## TASK GOAL
In the copy, include every record below exactly as it appears, but no pictures.

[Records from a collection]
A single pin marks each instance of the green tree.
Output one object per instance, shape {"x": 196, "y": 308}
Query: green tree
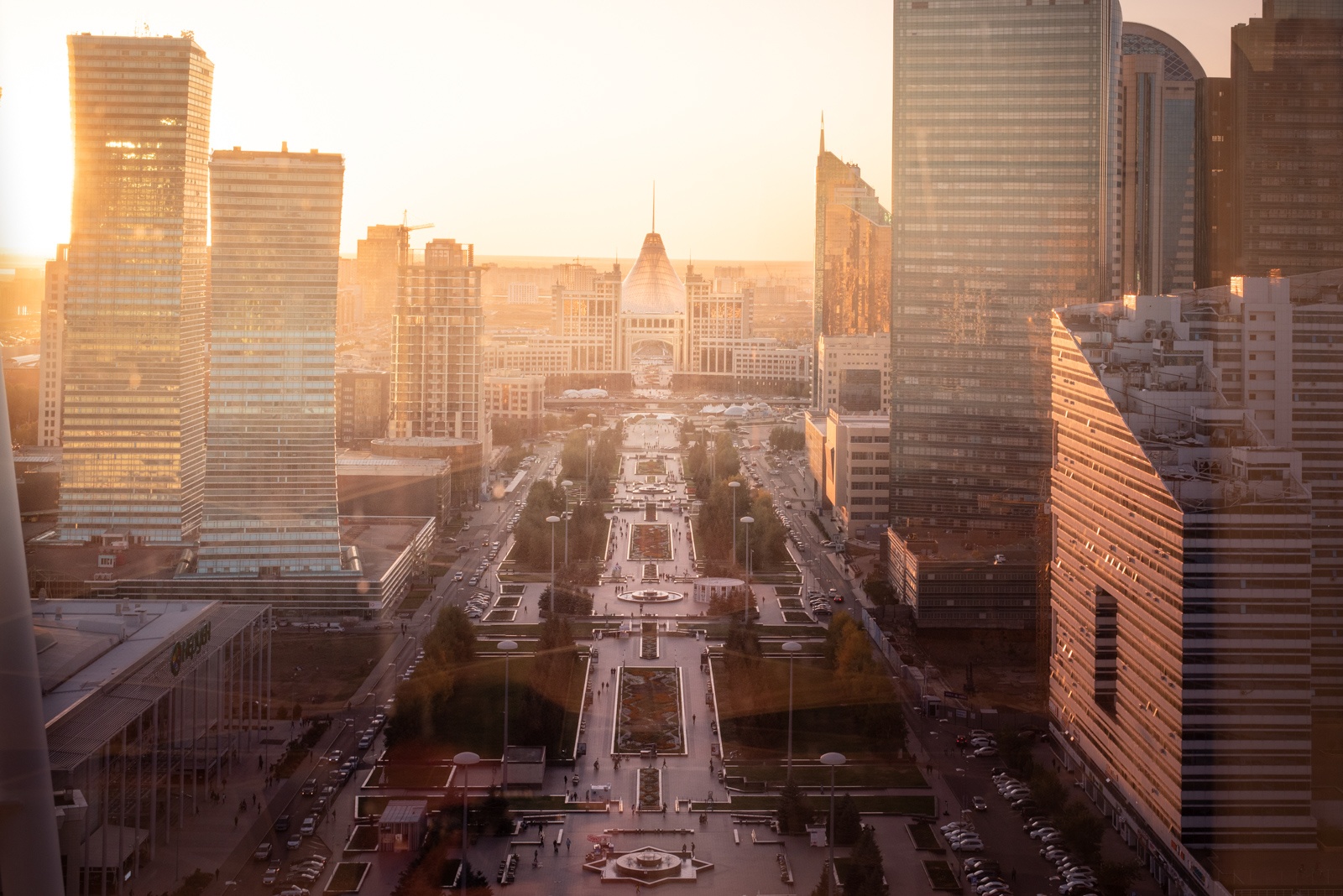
{"x": 794, "y": 812}
{"x": 848, "y": 821}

## EXERCISE ANSWER
A single pin marks each instance of the green tree.
Output one object per instance, shape {"x": 196, "y": 308}
Query: green tree
{"x": 794, "y": 812}
{"x": 848, "y": 821}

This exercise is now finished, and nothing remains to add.